Problem 1:
List the countries that the text below on the Hungarian and Romanian power markets names as connected to Romania.

Hungary is the first structural anchor. It is not only a national market but the main price benchmark for Central and South-East Europe. HUPX has depth, transparency and integration with European financial products, which makes Hungarian prices the gravitational centre for traders structuring positions across SEE. Most trading strategies in the Balkans begin with a Hungarian reference, whether implicitly in pricing or explicitly in hedging structures. Hungary connects to Austria, Slovakia, Romania, Serbia, Croatia and Slovenia, which turns it into a distribution hub of price signals. The largest European and global trading institutions concentrate significant capital and algorithmic capabilities here. In practice, this makes Hungary the place where the region’s “real” price is formed, with SEE countries adjusting around it rather than defining it.
Romania forms the second major pillar. Unlike most Balkan markets, Romania has true scale, significant generation diversity, a serious renewables expansion and an increasingly mature trading culture. OPCOM’s day-ahead and intraday markets function with meaningful liquidity. Romania’s location matters enormously: it is connected to Hungary, Bulgaria, Serbia, Ukraine and Moldova, meaning price movements here spread outward quickly. Romania’s system flexibility, its RES volatility and its integration with wider EU market mechanisms draw in every major European trader—Axpo, Alpiq, MET, Statkraft Trading, Danske Commodities, GEN-I, EFT and others—because Romania is both a source of risk and an arena for monetising that risk. Crucially, Romania is not responding to SEE pricing pressure; rather, it increasingly helps set it. When Romania is tight, SEE feels it. When Romania exports heavily, spreads shift. Liquidity power here is therefore real market depth: Romania shapes flows because it has enough size, enough interconnections and enough trading functionality to matter beyond its borders.

The data:
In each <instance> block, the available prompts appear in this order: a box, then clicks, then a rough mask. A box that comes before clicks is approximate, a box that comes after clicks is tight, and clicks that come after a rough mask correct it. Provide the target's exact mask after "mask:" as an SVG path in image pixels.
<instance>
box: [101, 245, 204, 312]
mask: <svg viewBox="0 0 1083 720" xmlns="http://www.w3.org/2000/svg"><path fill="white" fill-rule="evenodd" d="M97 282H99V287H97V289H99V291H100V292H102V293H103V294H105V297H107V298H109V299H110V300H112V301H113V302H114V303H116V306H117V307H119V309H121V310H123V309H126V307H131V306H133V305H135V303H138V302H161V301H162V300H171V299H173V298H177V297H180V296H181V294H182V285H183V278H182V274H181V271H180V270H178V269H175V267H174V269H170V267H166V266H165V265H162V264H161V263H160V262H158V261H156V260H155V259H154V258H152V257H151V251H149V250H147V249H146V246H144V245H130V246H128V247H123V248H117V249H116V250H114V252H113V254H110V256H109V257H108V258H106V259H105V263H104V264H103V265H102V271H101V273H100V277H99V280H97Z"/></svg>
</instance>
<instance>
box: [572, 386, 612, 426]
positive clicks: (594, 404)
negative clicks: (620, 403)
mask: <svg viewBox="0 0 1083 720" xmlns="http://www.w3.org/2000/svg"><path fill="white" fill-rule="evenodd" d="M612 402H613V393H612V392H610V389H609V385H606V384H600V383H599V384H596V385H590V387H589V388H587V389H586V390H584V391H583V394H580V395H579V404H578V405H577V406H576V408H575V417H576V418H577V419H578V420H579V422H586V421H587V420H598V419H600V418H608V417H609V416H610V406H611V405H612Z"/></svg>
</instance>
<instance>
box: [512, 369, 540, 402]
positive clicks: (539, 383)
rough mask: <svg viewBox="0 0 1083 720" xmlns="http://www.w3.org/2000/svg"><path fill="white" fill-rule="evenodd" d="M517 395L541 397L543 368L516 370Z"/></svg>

Problem 2:
Reproduce the records above from their start through the line containing "box: [101, 245, 204, 312]", with both ends included.

Task answer 1:
Hungary, Bulgaria, Serbia, Ukraine, Moldova

Task answer 2:
In each <instance> block, the available prompts appear in this order: a box, then clicks, then a rough mask. A box that comes before clicks is approximate, a box that comes after clicks is tight, and clicks that come after a rough mask correct it. Provide the target's exact mask after "mask:" as an SVG path in image pixels.
<instance>
box: [101, 245, 204, 312]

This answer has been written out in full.